题目: 修改给定文本：重写介于“做直方图或概率密度图使都会用到这个方法”与“在seaborn文件夹下了。”之间（含两端）的部分，并将其中的“概率密度曲线”替换为“核密度曲线”。

给定文本:
────────────────────────────────────────

介绍
Seaborn库是开源库并且代码托管在GitHub上
Seaborn库
代码托管地址
Seaborn库中的kdeplot方法是用来打印核密度图(概率密度图)的
Seaborn是这么介绍这个方法的:
Fit and plot a univariate or bivariate kernel density estimate.
做直方图或概率密度图使都会用到这个方法
import seaborn as sns
sns.distplot(data)
import seaborn as sns
sns.kdeplot(data)
平时作图的时候都是只见曲线不见数值,因此对概率密度曲线是怎么计算的很好奇。
今天就通过Seaborn的源码来看看概率密度曲线是怎么画出来的吧
解读
Seabron项目在GitHub中的样子,其中主要代码都在seaborn文件夹下了。
文件的命名很直观,直方图与核密度图的代码大概就在seaborn中的distributions.py中
**
kdeplot()
找到kdeplot定义的位置
@_deprecate_positional_args
def kdeplot(
*,
x=None, y=None,
shade=False, vertical=False, kernel="gau",
bw="scott", gridsize=100, cut=3, clip=None, legend=True,
cumulative=False, shade_lowest=True, cbar=False, cbar_ax=None,
cbar_kws=None, ax=None,
data=None, data2=None, # TODO move data once * is enforced
**kwargs,
):
**
首先,一堆参数用到再说
x_passed_as_data = (
x is None
and data is not None
and np.ndim(data) == 1
)
if x_passed_as_data:
x = data
如果传入的data是1维的并且参数x保持默认值None,那么将data赋值给x
if data2 is not None:
msg = "The `data2` param is now named `y`; please update your code."
warnings.warn(msg)
y = data2
如果data2不为None那么发一个警告,将data2赋值给y
if isinstance(x, list):
x = np.asarray(x)
if isinstance(y, list):
y = np.asarray(y)
如果x、y的数据类型为list那么将数据转变为numpy.array类型
bivariate = x is not None and y is not None
if bivariate and cumulative:
raise TypeError("Cumulative distribution plots are not"
"supported for bivariate distributions.")
如果x、y都存在并且cumulative为真时报错。
前面作的核密度图是1维的,只有x的值不为None,因此bivariate为False
因为如果x、y都存在那么画出的图类似等高线形式的分布图,与累计分布的形式不兼容
例如:
mean, cov = [0, 1], [(1, .5), (.5, 1)]
data = np.random.multivariate_normal(mean, cov, 200)

────────────────────────────────────────

条目集合:

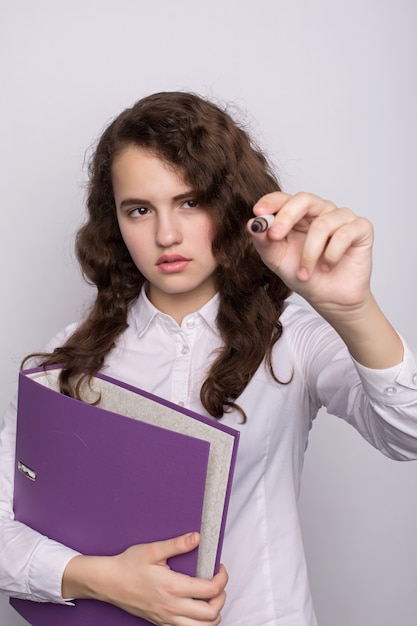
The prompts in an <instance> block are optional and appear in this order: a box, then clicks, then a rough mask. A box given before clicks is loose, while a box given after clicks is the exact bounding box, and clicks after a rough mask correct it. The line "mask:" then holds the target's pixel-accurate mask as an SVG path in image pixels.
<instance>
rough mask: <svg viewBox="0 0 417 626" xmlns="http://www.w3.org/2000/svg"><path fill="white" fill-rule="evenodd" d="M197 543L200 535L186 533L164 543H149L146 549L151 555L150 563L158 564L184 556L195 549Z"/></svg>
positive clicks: (196, 544)
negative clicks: (159, 563) (168, 559)
mask: <svg viewBox="0 0 417 626" xmlns="http://www.w3.org/2000/svg"><path fill="white" fill-rule="evenodd" d="M199 543H200V535H199V533H197V532H192V533H187V534H185V535H180V536H179V537H174V538H173V539H167V540H165V541H156V542H154V543H150V544H148V547H149V550H150V553H151V557H150V558H151V562H153V563H160V562H161V561H166V560H168V559H169V558H170V557H173V556H176V555H177V554H186V553H187V552H191V550H194V549H195V548H197V546H198V544H199Z"/></svg>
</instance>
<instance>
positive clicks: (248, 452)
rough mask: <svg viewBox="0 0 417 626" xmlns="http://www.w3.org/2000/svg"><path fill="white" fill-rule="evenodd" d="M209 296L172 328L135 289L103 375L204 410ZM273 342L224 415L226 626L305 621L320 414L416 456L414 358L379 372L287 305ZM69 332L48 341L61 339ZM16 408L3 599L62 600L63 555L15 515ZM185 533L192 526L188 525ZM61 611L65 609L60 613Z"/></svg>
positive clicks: (215, 324)
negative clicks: (310, 514)
mask: <svg viewBox="0 0 417 626" xmlns="http://www.w3.org/2000/svg"><path fill="white" fill-rule="evenodd" d="M217 306H218V296H215V297H214V298H213V299H212V300H211V301H210V302H208V303H207V304H206V305H205V306H203V307H202V308H201V309H200V310H199V311H198V312H196V313H192V314H190V315H188V316H187V317H185V319H184V320H183V322H182V324H181V327H180V326H178V324H177V323H176V322H175V321H174V320H173V319H172V318H170V317H169V316H168V315H165V314H163V313H161V312H160V311H158V310H157V309H155V308H154V307H153V306H152V305H151V303H150V302H149V301H148V299H147V298H146V296H145V294H144V293H143V292H142V294H141V295H140V297H139V299H138V301H137V302H136V303H135V304H134V305H133V306H132V308H131V311H130V313H129V318H128V323H129V326H128V328H127V329H126V330H125V331H124V332H123V334H122V335H121V337H120V338H119V340H118V341H117V345H116V347H115V348H114V349H113V350H112V352H111V353H110V354H109V355H108V358H107V360H106V365H105V368H104V370H103V371H104V372H105V373H106V374H108V375H109V376H112V377H114V378H117V379H119V380H122V381H124V382H127V383H130V384H132V385H135V386H137V387H140V388H142V389H144V390H146V391H148V392H151V393H154V394H156V395H159V396H161V397H163V398H166V399H168V400H171V401H172V402H175V403H177V404H179V405H180V406H185V407H187V408H189V409H191V410H193V411H196V412H199V413H203V414H205V415H207V412H206V411H205V409H204V408H203V407H202V405H201V402H200V388H201V384H202V382H203V381H204V379H205V377H206V374H207V371H208V369H209V367H210V364H211V363H212V361H213V359H214V358H215V351H216V348H218V347H220V346H221V345H222V340H221V337H220V335H219V332H218V329H217V326H216V315H217ZM281 321H282V324H283V328H284V331H283V335H282V337H281V338H280V340H279V341H278V342H277V344H276V345H275V347H274V352H273V365H274V371H275V374H276V376H277V377H278V378H279V380H280V381H283V382H284V383H285V382H287V383H288V384H278V383H276V382H275V381H274V380H273V379H272V378H271V376H270V374H269V373H268V370H267V368H266V367H265V365H264V364H262V365H261V366H260V367H259V368H258V370H257V372H256V373H255V375H254V377H253V378H252V380H251V381H250V383H249V384H248V385H247V387H246V389H245V390H244V392H243V393H242V395H241V396H240V398H239V399H238V404H239V405H240V406H241V407H242V408H243V409H244V411H245V413H246V415H247V421H246V423H242V420H241V415H240V414H239V413H237V412H231V413H228V414H226V415H225V416H224V417H223V418H222V421H224V422H225V423H227V424H229V425H231V426H232V427H234V428H237V429H239V430H240V433H241V435H240V443H239V452H238V458H237V464H236V468H235V476H234V482H233V489H232V494H231V500H230V507H229V514H228V522H227V528H226V534H225V539H224V546H223V553H222V562H223V563H224V564H225V566H226V568H227V570H228V573H229V583H228V586H227V601H226V605H225V607H224V609H223V612H222V617H223V623H224V624H226V625H227V626H255V625H256V626H273V625H276V626H278V625H279V626H314V625H315V624H316V619H315V616H314V611H313V607H312V601H311V597H310V591H309V585H308V579H307V572H306V565H305V558H304V552H303V546H302V540H301V533H300V527H299V521H298V512H297V497H298V494H299V490H300V481H301V471H302V466H303V457H304V452H305V449H306V446H307V440H308V433H309V430H310V428H311V424H312V420H313V419H314V417H315V415H316V413H317V411H318V409H319V408H320V407H321V406H326V407H327V410H328V412H329V413H332V414H334V415H337V416H339V417H342V418H344V419H345V420H347V421H348V422H350V423H351V424H352V425H353V426H354V427H355V428H356V429H357V430H358V431H359V432H360V433H361V434H362V435H363V436H364V437H365V438H366V439H367V440H368V441H369V442H370V443H371V444H372V445H374V446H376V447H377V448H379V449H380V450H381V451H382V452H383V453H384V454H387V455H388V456H390V457H392V458H396V459H410V458H417V353H416V352H413V351H412V350H411V349H410V348H409V347H408V346H407V345H405V356H404V361H403V363H402V364H401V365H398V366H396V367H393V368H390V369H387V370H378V371H374V370H369V369H367V368H364V367H362V366H360V365H359V364H357V363H355V362H354V361H353V360H352V358H351V357H350V356H349V354H348V352H347V349H346V347H345V345H344V344H343V342H342V341H341V339H340V338H339V337H338V335H337V334H336V333H335V331H334V330H333V329H332V328H331V327H330V326H329V325H328V324H326V322H324V321H323V320H322V319H321V318H320V317H319V316H318V315H316V314H315V313H314V312H312V311H310V309H309V308H307V307H304V306H302V305H299V304H297V303H296V302H292V301H291V300H290V301H289V302H288V303H287V304H286V307H285V310H284V312H283V315H282V317H281ZM73 330H74V326H71V327H68V328H67V329H65V330H64V331H63V332H62V333H60V334H59V335H58V336H57V337H56V338H55V339H54V340H53V341H52V342H51V343H50V344H49V346H47V348H48V349H53V348H54V347H55V346H56V345H60V344H62V343H63V341H64V340H65V339H66V337H67V336H68V335H69V334H70V333H71V332H72V331H73ZM15 421H16V411H15V407H14V405H12V406H11V407H10V409H9V411H8V412H7V414H6V417H5V422H4V428H3V432H2V436H1V448H0V463H1V473H0V521H1V532H0V587H1V588H3V589H4V590H6V591H7V592H8V593H10V594H12V595H18V596H20V597H26V598H29V599H35V600H41V601H55V602H63V600H62V598H61V577H62V573H63V570H64V568H65V566H66V564H67V562H68V560H69V559H70V558H71V557H72V556H73V555H74V552H73V551H72V550H69V549H68V548H66V547H64V546H61V545H59V544H57V543H55V542H52V541H50V540H49V539H46V538H44V537H42V536H40V535H39V534H38V533H36V532H34V531H32V530H31V529H29V528H27V527H25V526H23V525H22V524H19V523H17V522H15V521H14V520H13V513H12V494H13V473H14V442H15ZM190 530H192V529H190ZM68 610H71V609H70V608H69V609H68Z"/></svg>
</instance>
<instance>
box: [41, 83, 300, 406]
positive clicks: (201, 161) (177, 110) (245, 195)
mask: <svg viewBox="0 0 417 626" xmlns="http://www.w3.org/2000/svg"><path fill="white" fill-rule="evenodd" d="M129 145H135V146H139V147H142V148H144V149H147V150H149V151H150V152H152V153H153V154H156V155H157V156H158V157H159V158H161V159H163V160H164V161H165V162H166V163H167V164H169V165H171V166H172V167H173V168H174V169H175V170H176V171H179V173H180V174H181V175H182V177H183V178H184V181H185V182H187V183H188V184H190V185H191V187H192V189H193V190H194V192H195V194H196V199H197V200H198V202H199V203H200V204H202V205H203V206H205V207H206V208H207V211H209V213H210V215H211V218H212V221H213V226H214V238H213V244H212V245H213V253H214V255H215V258H216V260H217V262H218V267H217V270H216V276H215V279H216V286H217V289H218V292H219V296H220V305H219V311H218V316H217V324H218V327H219V330H220V333H221V335H222V338H223V341H224V346H223V347H222V348H221V349H220V350H219V351H218V354H217V355H216V358H215V361H214V362H213V364H212V366H211V368H210V370H209V372H208V375H207V378H206V380H205V381H204V383H203V385H202V388H201V401H202V404H203V405H204V407H205V408H206V409H207V411H208V412H209V413H210V414H211V415H212V416H214V417H216V418H220V417H221V416H222V415H223V413H224V412H227V411H230V410H231V409H232V408H235V409H237V410H238V411H240V412H241V413H242V415H243V417H244V418H245V415H244V413H243V410H242V409H241V408H240V407H239V406H238V405H237V404H236V402H235V401H236V399H237V398H238V397H239V396H240V394H241V393H242V391H243V390H244V389H245V387H246V385H247V384H248V382H249V381H250V380H251V378H252V376H253V375H254V373H255V372H256V370H257V369H258V367H259V365H260V364H261V363H262V361H263V360H264V359H266V363H267V366H268V367H269V370H270V373H271V375H272V376H274V373H273V369H272V363H271V352H272V348H273V346H274V344H275V343H276V341H277V340H278V339H279V337H280V335H281V333H282V328H281V325H280V322H279V317H280V314H281V312H282V307H283V302H284V300H285V299H286V297H287V296H288V295H289V289H288V288H287V287H286V285H285V284H284V283H283V282H282V281H281V280H280V279H279V278H278V277H277V276H276V275H275V274H274V273H273V272H271V271H270V270H269V269H268V268H267V267H266V266H265V265H264V264H263V263H262V261H261V259H260V257H259V255H258V254H257V252H256V251H255V249H254V247H253V245H252V242H251V240H250V236H249V235H248V233H247V231H246V223H247V220H248V219H250V218H251V217H253V214H252V207H253V205H254V204H255V203H256V202H257V200H259V198H260V197H261V196H262V195H264V194H266V193H270V192H272V191H277V190H279V184H278V181H277V179H276V178H275V176H274V174H273V173H272V171H271V169H270V167H269V165H268V162H267V160H266V158H265V156H264V155H263V153H262V152H261V151H260V150H259V149H258V148H257V146H255V145H254V144H253V142H252V141H251V139H250V137H249V136H248V134H247V133H246V132H245V131H244V130H243V129H242V128H240V127H239V126H238V125H237V124H236V123H235V122H234V121H233V120H232V118H231V117H230V116H229V115H228V114H227V112H226V111H224V110H222V109H221V108H220V107H217V106H216V105H214V104H213V103H211V102H209V101H207V100H205V99H203V98H202V97H200V96H197V95H195V94H191V93H185V92H165V93H159V94H154V95H151V96H149V97H147V98H144V99H142V100H139V101H138V102H137V103H136V104H135V105H134V106H132V107H131V108H129V109H127V110H125V111H123V112H122V113H121V114H120V115H119V116H118V117H117V118H116V119H115V120H114V121H113V122H112V123H111V124H110V125H109V126H108V127H107V129H106V130H105V131H104V133H103V135H102V136H101V139H100V140H99V142H98V144H97V147H96V150H95V152H94V155H93V158H92V160H91V161H90V165H89V186H88V196H87V210H88V218H87V221H86V223H85V224H84V225H83V226H82V228H81V229H80V230H79V232H78V235H77V239H76V253H77V257H78V260H79V262H80V265H81V268H82V271H83V274H84V276H85V278H86V279H87V280H88V281H89V282H90V283H92V284H94V285H95V286H96V288H97V296H96V299H95V302H94V303H93V305H92V307H91V310H90V312H89V314H88V315H87V317H86V319H85V320H84V322H83V323H82V324H81V325H80V326H79V327H78V329H77V330H76V331H75V332H74V334H73V335H72V336H71V337H70V338H69V339H68V340H67V342H66V343H65V344H64V345H63V346H61V347H59V348H57V349H56V350H55V351H54V352H53V353H52V354H48V355H45V354H44V355H42V363H43V364H44V365H53V364H62V363H64V364H65V365H64V367H63V369H62V372H61V378H60V384H61V391H62V392H63V393H66V394H68V395H71V396H75V397H77V396H78V395H79V384H80V380H81V381H82V380H84V379H86V380H87V382H88V380H89V379H91V377H92V376H94V375H95V374H96V373H97V372H98V371H99V370H100V369H101V368H102V366H103V363H104V361H105V358H106V355H107V354H108V353H109V352H110V351H111V349H112V348H113V347H114V345H115V341H116V339H117V337H118V336H119V335H120V334H121V333H122V332H123V330H124V329H125V328H126V325H127V321H126V320H127V313H128V310H129V307H130V305H131V304H132V302H133V301H134V300H135V299H136V298H137V297H138V294H139V292H140V289H141V287H142V285H143V283H144V277H143V276H142V275H141V274H140V272H139V271H138V269H137V268H136V266H135V264H134V263H133V261H132V259H131V257H130V254H129V252H128V250H127V248H126V246H125V244H124V242H123V239H122V237H121V234H120V230H119V226H118V222H117V217H116V210H115V203H114V197H113V187H112V177H111V170H112V163H113V161H114V159H115V158H116V157H117V155H118V154H120V152H121V151H123V150H124V149H125V148H126V147H127V146H129ZM80 377H81V379H80ZM76 380H77V381H78V383H77V384H76V383H75V382H74V381H76Z"/></svg>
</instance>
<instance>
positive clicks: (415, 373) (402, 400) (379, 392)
mask: <svg viewBox="0 0 417 626" xmlns="http://www.w3.org/2000/svg"><path fill="white" fill-rule="evenodd" d="M401 339H402V338H401ZM402 342H403V346H404V358H403V361H402V363H399V364H398V365H395V366H394V367H389V368H387V369H384V370H374V369H369V368H368V367H364V366H363V365H361V364H360V363H358V362H357V361H355V359H353V361H354V363H355V367H356V369H357V372H358V374H359V376H360V378H361V381H362V384H363V386H364V388H365V390H366V392H367V393H368V394H369V395H370V396H371V397H372V398H373V399H374V400H375V401H377V402H381V403H382V404H385V405H390V406H398V405H405V404H412V403H413V402H416V403H417V394H416V391H417V352H416V351H414V350H412V349H411V348H410V347H409V346H408V344H407V343H406V342H405V341H404V340H403V339H402Z"/></svg>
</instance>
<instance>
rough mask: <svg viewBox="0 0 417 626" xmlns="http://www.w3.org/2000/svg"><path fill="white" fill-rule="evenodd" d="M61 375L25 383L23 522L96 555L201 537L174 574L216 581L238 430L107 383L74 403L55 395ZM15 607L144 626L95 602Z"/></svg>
mask: <svg viewBox="0 0 417 626" xmlns="http://www.w3.org/2000/svg"><path fill="white" fill-rule="evenodd" d="M58 375H59V369H56V368H50V369H48V370H47V371H44V370H43V369H35V370H26V371H24V372H21V374H20V376H19V400H18V424H17V443H16V472H15V495H14V508H15V516H16V519H17V520H20V521H22V522H24V523H25V524H27V525H29V526H31V527H32V528H34V529H35V530H38V531H40V532H41V533H43V534H45V535H47V536H48V537H50V538H51V539H55V540H57V541H60V542H61V543H63V544H65V545H67V546H70V547H72V548H74V549H76V550H79V551H80V552H81V553H83V554H95V555H110V554H118V553H120V552H122V551H123V550H125V549H126V548H127V547H128V546H130V545H133V544H137V543H147V542H151V541H158V540H163V539H169V538H171V537H175V536H177V535H181V534H183V533H187V532H190V531H194V530H197V531H199V532H200V533H201V543H200V546H199V548H198V550H194V551H193V552H191V553H188V554H185V555H180V556H177V557H174V558H172V559H171V560H170V563H169V564H170V566H171V568H172V569H174V570H177V571H181V572H184V573H186V574H189V575H191V576H200V577H206V578H211V576H212V575H213V573H214V572H215V571H217V568H218V566H219V560H220V553H221V547H222V541H223V533H224V527H225V522H226V515H227V507H228V501H229V495H230V489H231V483H232V476H233V468H234V464H235V460H236V454H237V445H238V431H236V430H233V429H231V428H229V427H227V426H225V425H223V424H221V423H219V422H217V421H216V420H213V419H208V418H206V417H202V416H200V415H197V414H196V413H193V412H191V411H187V410H186V409H182V408H180V407H178V406H176V405H174V404H172V403H170V402H167V401H165V400H162V399H161V398H158V397H156V396H153V395H151V394H148V393H145V392H143V391H141V390H139V389H136V388H134V387H132V386H130V385H126V384H124V383H121V382H119V381H116V380H114V379H112V378H109V377H107V376H104V375H100V374H99V375H97V376H96V377H95V378H94V385H93V388H92V389H91V390H90V391H89V397H87V398H85V399H86V400H87V402H81V401H78V400H74V399H73V398H69V397H68V396H65V395H63V394H61V393H59V391H58V389H59V387H58ZM85 393H86V390H84V395H85ZM84 395H83V398H84ZM98 399H99V401H98V402H97V400H98ZM96 402H97V404H93V403H96ZM10 602H11V604H12V606H13V607H14V608H15V609H16V610H17V611H18V612H19V613H20V614H21V615H22V616H23V617H24V618H25V619H27V620H28V622H29V623H30V624H32V625H34V626H57V624H59V625H60V626H70V625H74V626H110V625H112V626H114V624H117V625H118V626H139V624H148V622H146V621H145V620H142V619H139V618H136V617H133V616H132V615H129V614H128V613H125V612H124V611H122V610H120V609H118V608H116V607H114V606H111V605H108V604H105V603H102V602H98V601H94V600H77V602H76V605H75V607H68V606H63V605H56V604H49V603H36V602H30V601H27V600H20V599H11V601H10Z"/></svg>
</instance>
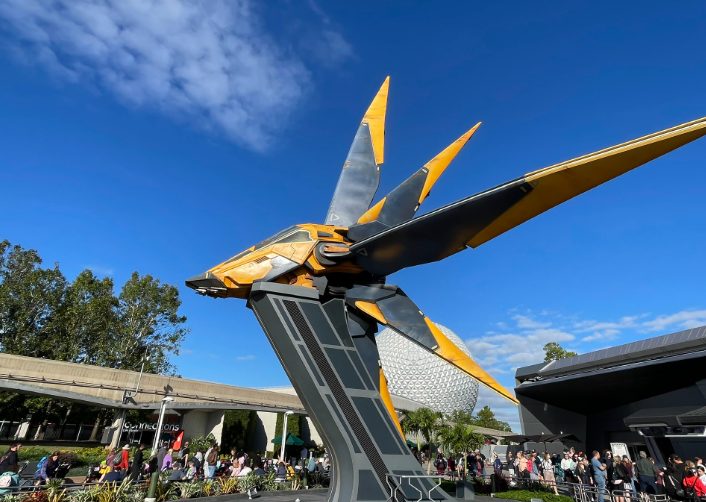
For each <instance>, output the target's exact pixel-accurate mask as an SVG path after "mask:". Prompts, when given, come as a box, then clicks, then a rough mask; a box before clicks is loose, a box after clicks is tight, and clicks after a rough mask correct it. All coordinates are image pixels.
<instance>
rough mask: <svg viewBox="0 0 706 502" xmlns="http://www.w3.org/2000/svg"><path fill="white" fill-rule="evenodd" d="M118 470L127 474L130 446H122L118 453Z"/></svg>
mask: <svg viewBox="0 0 706 502" xmlns="http://www.w3.org/2000/svg"><path fill="white" fill-rule="evenodd" d="M118 465H119V466H120V470H121V471H122V472H123V474H124V473H126V472H127V469H128V467H130V445H127V444H126V445H125V446H123V449H122V451H121V452H120V464H118Z"/></svg>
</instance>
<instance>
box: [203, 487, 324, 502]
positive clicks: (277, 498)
mask: <svg viewBox="0 0 706 502" xmlns="http://www.w3.org/2000/svg"><path fill="white" fill-rule="evenodd" d="M327 497H328V488H316V489H314V490H297V491H290V490H286V491H285V490H282V491H277V492H259V493H258V494H257V495H254V496H253V500H256V501H257V502H294V501H295V500H297V499H298V500H299V502H324V501H325V500H326V498H327ZM190 500H192V501H193V502H235V501H238V502H240V501H242V500H248V495H247V494H246V493H236V494H233V495H218V496H217V497H202V498H197V499H190Z"/></svg>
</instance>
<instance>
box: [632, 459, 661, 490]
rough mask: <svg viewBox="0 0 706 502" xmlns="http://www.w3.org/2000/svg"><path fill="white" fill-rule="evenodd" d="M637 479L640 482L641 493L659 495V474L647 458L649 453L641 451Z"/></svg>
mask: <svg viewBox="0 0 706 502" xmlns="http://www.w3.org/2000/svg"><path fill="white" fill-rule="evenodd" d="M636 467H637V479H638V481H639V482H640V491H642V492H643V493H649V494H651V495H656V494H657V483H656V481H657V473H656V471H655V466H654V464H653V463H652V462H650V459H648V458H647V452H645V451H640V458H639V459H638V461H637V465H636Z"/></svg>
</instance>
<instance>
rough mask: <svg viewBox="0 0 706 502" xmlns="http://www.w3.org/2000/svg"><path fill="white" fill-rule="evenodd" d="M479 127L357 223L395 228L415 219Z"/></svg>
mask: <svg viewBox="0 0 706 502" xmlns="http://www.w3.org/2000/svg"><path fill="white" fill-rule="evenodd" d="M480 125H481V122H478V123H477V124H476V125H474V126H473V127H471V128H470V129H469V130H468V131H466V132H465V133H464V134H463V135H461V137H460V138H458V139H457V140H456V141H454V142H453V143H451V144H450V145H449V146H447V147H446V148H445V149H444V150H442V151H441V152H440V153H439V154H438V155H437V156H436V157H434V158H433V159H431V160H430V161H429V162H427V163H426V164H424V166H422V168H421V169H419V170H418V171H416V172H415V173H414V174H413V175H412V176H410V177H409V178H407V179H406V180H405V181H404V182H402V184H400V185H399V186H398V187H397V188H395V189H394V190H393V191H392V192H390V193H389V194H387V196H385V197H384V198H383V199H381V200H380V201H379V202H378V203H377V204H375V205H374V206H372V207H370V209H368V210H367V211H366V212H365V213H363V214H362V215H361V217H360V218H358V221H357V223H358V224H359V225H363V224H365V223H371V222H373V221H376V220H378V221H380V222H382V223H384V224H385V225H396V224H399V223H402V222H403V221H406V220H408V219H410V218H412V217H414V213H415V212H416V211H417V209H419V206H420V204H421V203H422V202H423V201H424V199H426V198H427V196H428V195H429V192H430V191H431V189H432V187H433V186H434V184H435V183H436V182H437V181H438V180H439V178H440V177H441V175H442V174H443V173H444V171H445V170H446V168H447V167H448V166H449V165H450V164H451V162H452V161H453V160H454V158H456V156H457V155H458V153H459V152H460V151H461V149H462V148H463V147H464V146H465V145H466V143H467V142H468V140H469V139H471V137H472V136H473V134H474V133H475V132H476V131H477V130H478V128H479V127H480ZM422 180H423V181H422ZM361 232H362V230H356V231H354V232H353V233H352V234H351V236H356V235H357V237H358V238H360V237H361V235H360V234H361Z"/></svg>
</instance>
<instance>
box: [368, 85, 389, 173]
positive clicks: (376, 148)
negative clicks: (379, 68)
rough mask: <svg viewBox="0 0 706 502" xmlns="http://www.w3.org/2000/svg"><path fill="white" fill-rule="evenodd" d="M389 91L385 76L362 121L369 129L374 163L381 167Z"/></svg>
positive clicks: (384, 144) (384, 135) (382, 153)
mask: <svg viewBox="0 0 706 502" xmlns="http://www.w3.org/2000/svg"><path fill="white" fill-rule="evenodd" d="M389 89H390V77H389V76H387V77H386V78H385V81H384V82H383V83H382V85H381V86H380V90H378V93H377V94H376V95H375V97H374V98H373V101H372V102H371V103H370V106H369V107H368V110H367V111H366V112H365V116H363V120H362V123H363V124H368V128H369V129H370V138H371V139H372V142H373V151H374V152H375V163H376V164H377V165H381V164H382V163H383V162H384V160H385V115H386V113H387V94H388V91H389Z"/></svg>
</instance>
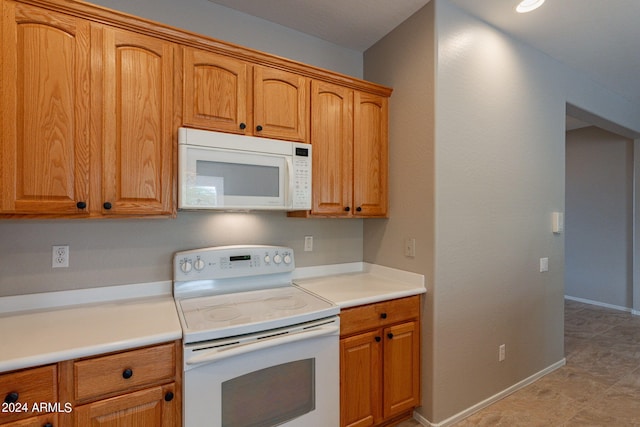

────────────────────────────────────────

书面作答:
做直方图或概率密度图使都会用到这个方法
import seaborn as sns
sns.distplot(data)
import seaborn as sns
sns.kdeplot(data)
平时作图的时候都是只见曲线不见数值,因此对核密度曲线是怎么计算的很好奇。
今天就通过Seaborn的源码来看看核密度曲线是怎么画出来的吧
解读
Seabron项目在GitHub中的样子,其中主要代码都在seaborn文件夹下了。